Single by Deadmau5 featuring SOFI

from the album 4×4=12
- Released: November 1, 2010
- Recorded: 2010
- Genre: Electro house; hip house;
- Length: 6:41
- Label: Ultra; Virgin;
- Songwriters: Joel Zimmerman; Sofia Toufa;
- Producer: Deadmau5

Deadmau5 singles chronology
| "Animal Rights" (2010) | "Sofi Needs a Ladder" (2010) | "Raise Your Weapon" (2011) |

= Sofi Needs a Ladder =

"Sofi Needs a Ladder" is a song by Canadian electronic music producer Deadmau5, featuring vocals from Greek singer SOFI. It was released as the third single from deadmau5's fifth studio album, 4×4=12.

==Background==
The song was originally an instrumental track, "You Need a Ladder", which Deadmau5 previously performed, but vocals were added on afterward to allow the song to be published and avoid any copyright infringement (the song previously included an intro and outro featuring a slightly remixed version of "Overworld theme" from the NES game The Legend of Zelda). The song was first played on the radio by Annie Mac on BBC Radio 1 on October 22, 2010. The song won a 2011 Juno Award for Best Dance Recording.

==In popular culture==
The single is featured on the soundtrack to the video game Need for Speed: Hot Pursuit. A remix of the song was featured as downloadable content in the video game DJ Hero 2.

++++++++++++++++++++

» Short problem 1:
Can you turn the records, starting at their first line and ending at the line that contains "point(75, 111)", into a JSON list of strings with one string per line and blank lines left out?

++++++++++++++++++++

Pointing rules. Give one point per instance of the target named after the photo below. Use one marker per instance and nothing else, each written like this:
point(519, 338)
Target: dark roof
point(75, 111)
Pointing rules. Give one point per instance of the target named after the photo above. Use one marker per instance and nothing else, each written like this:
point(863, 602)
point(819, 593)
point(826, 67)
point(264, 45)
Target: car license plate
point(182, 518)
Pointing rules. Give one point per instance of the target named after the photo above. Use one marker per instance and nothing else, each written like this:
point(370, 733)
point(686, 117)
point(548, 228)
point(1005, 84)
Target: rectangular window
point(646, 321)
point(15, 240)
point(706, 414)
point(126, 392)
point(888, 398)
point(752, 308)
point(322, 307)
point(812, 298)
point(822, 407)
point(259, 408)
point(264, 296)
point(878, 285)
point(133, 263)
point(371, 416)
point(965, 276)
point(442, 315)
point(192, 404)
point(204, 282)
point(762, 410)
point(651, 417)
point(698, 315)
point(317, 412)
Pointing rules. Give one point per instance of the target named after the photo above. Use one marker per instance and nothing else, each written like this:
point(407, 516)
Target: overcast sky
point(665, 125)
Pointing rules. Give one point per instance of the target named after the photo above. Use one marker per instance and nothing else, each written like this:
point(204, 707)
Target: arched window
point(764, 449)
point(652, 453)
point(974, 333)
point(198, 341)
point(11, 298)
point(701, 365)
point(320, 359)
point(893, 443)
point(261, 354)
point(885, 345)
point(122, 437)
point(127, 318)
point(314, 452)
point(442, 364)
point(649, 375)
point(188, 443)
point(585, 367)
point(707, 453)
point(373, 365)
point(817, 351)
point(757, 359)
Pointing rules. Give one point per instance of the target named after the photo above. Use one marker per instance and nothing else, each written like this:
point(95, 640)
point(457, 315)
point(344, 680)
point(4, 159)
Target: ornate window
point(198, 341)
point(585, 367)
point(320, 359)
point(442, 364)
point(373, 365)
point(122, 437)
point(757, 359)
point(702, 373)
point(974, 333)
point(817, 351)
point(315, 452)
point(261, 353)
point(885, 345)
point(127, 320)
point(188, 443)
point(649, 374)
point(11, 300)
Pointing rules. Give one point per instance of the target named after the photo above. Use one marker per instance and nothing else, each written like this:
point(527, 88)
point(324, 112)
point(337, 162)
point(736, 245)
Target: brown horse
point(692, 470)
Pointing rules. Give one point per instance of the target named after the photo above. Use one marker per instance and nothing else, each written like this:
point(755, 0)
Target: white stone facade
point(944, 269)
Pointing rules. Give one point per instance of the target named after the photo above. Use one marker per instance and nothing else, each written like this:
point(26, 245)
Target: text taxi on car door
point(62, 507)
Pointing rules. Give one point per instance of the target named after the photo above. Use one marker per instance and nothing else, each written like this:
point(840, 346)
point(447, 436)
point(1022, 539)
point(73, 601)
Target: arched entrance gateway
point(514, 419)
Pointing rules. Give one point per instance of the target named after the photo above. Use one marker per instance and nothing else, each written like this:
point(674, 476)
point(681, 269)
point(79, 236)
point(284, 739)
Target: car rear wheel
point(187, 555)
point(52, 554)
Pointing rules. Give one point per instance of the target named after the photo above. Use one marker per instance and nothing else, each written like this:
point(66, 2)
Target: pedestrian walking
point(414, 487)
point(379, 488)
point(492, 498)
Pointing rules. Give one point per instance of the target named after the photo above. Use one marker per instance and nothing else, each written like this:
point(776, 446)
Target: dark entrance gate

++++++++++++++++++++

» Short problem 2:
Does each of these statements agree with the text about "Sofi Needs a Ladder"? Answer yes or no for each and quote the words that decide it. (a) The song was first played on the radio on October 22, 2010. (b) It was released as the second single from 4×4=12. (c) The track has a length of 5:41.

» Written solution 1:
[
  "Pointing rules. Give one point per instance of the target named after the photo below. Use one marker per instance and nothing else, each written like this:",
  "point(519, 338)",
  "Target: dark roof",
  "point(75, 111)"
]

» Written solution 2:
(a) Yes: "The song was first played on the radio by Annie Mac on BBC Radio 1 on October 22, 2010."
(b) No: "It was released as the third single from deadmau5's fifth studio album, 4×4=12."
(c) No: "Length: 6:41"